### [Given exercise]
Retype all of the data. Every line must match exactly.

>> begin Extracted records

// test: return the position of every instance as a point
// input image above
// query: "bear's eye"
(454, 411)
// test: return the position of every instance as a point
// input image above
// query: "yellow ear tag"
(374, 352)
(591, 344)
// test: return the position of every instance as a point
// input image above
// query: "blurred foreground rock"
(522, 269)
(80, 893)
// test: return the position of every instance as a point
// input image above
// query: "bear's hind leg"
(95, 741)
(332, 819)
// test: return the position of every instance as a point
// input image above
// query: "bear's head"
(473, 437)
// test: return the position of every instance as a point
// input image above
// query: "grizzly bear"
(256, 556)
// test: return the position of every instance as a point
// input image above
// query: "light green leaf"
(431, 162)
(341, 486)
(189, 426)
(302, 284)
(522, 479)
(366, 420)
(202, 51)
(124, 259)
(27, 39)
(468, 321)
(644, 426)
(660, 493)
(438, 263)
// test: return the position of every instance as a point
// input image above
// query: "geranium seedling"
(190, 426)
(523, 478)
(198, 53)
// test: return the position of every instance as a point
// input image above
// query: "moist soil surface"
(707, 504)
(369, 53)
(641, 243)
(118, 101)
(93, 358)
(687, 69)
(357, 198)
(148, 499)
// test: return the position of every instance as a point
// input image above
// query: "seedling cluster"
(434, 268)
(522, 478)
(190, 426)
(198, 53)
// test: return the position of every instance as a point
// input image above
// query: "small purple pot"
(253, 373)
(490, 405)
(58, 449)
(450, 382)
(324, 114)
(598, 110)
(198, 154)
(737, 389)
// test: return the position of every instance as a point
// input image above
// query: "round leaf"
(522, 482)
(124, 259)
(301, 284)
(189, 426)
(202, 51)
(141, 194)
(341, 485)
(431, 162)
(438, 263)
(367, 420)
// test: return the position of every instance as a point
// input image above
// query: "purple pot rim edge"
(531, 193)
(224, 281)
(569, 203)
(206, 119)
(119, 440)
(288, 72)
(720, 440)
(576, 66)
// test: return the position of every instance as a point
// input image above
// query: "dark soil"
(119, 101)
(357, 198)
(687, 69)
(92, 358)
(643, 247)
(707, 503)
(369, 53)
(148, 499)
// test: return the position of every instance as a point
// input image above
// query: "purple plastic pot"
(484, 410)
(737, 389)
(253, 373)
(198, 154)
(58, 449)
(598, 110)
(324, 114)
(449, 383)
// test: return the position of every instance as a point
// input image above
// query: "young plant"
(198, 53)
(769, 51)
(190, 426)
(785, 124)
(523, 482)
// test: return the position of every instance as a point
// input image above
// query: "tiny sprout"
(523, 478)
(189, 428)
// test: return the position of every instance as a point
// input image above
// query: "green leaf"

>> end Extracted records

### [Finished task]
// test: return the position of every instance as a point
// input image above
// query: "bear's eye"
(454, 411)
// test: return the position of every instance as a point
// input image above
// query: "yellow ear tag"
(374, 352)
(591, 344)
// test: return the position of every instance as a point
// input image above
// query: "blurred foreground rock"
(522, 269)
(80, 893)
// test: return the position of every instance as a point
// input image above
// query: "bear's hind leg"
(95, 741)
(332, 819)
// test: return the position of every instance as a point
// input image above
// query: "bear's head"
(473, 437)
// test: return the position of every instance as a point
// input image above
// query: "grizzly bear"
(256, 556)
// test: return the position of every instance as a point
// input image above
// query: "light green leaf"
(431, 162)
(341, 486)
(189, 426)
(302, 284)
(522, 479)
(366, 420)
(202, 51)
(124, 259)
(27, 39)
(468, 321)
(644, 426)
(660, 493)
(438, 263)
// test: return the position of every instance as a point
// input image above
// query: "geranium seedling"
(190, 426)
(523, 478)
(198, 53)
// test: return the position of every instance as a point
// input image above
// query: "moist soil surface"
(707, 504)
(369, 53)
(641, 243)
(118, 101)
(93, 358)
(687, 69)
(357, 198)
(148, 499)
// test: return the position of every instance as a point
// input image above
// query: "seedling cluster"
(434, 268)
(522, 478)
(190, 426)
(198, 53)
// test: return the position of every instance as a point
// input image above
// query: "small purple pot"
(253, 373)
(490, 405)
(58, 449)
(450, 382)
(324, 114)
(598, 110)
(198, 154)
(737, 389)
// test: return the position of every instance as a point
// input image above
// query: "round leaf"
(522, 482)
(124, 259)
(301, 284)
(189, 426)
(202, 51)
(141, 194)
(341, 485)
(431, 162)
(438, 263)
(367, 420)
// test: return the position of every instance as a point
// input image above
// query: "purple pot rim edge"
(531, 193)
(224, 281)
(569, 203)
(206, 119)
(119, 440)
(288, 72)
(720, 440)
(576, 66)
// test: return the position of every instance as a point
// input image above
// query: "dark soil"
(119, 101)
(357, 198)
(687, 69)
(92, 358)
(643, 247)
(707, 503)
(369, 53)
(148, 499)
// test: return the position of every instance as a point
// input image above
// query: "purple plastic pot"
(484, 410)
(737, 389)
(253, 373)
(198, 154)
(58, 449)
(598, 110)
(324, 114)
(449, 383)
// test: return the position of every instance as a point
// input image above
// query: "young plant"
(198, 53)
(769, 51)
(190, 426)
(785, 124)
(523, 482)
// test: return the position of every instance as a point
// input image above
// query: "tiny sprout"
(523, 478)
(189, 428)
// test: return the position of every instance as a point
// input image above
// query: "green leaf"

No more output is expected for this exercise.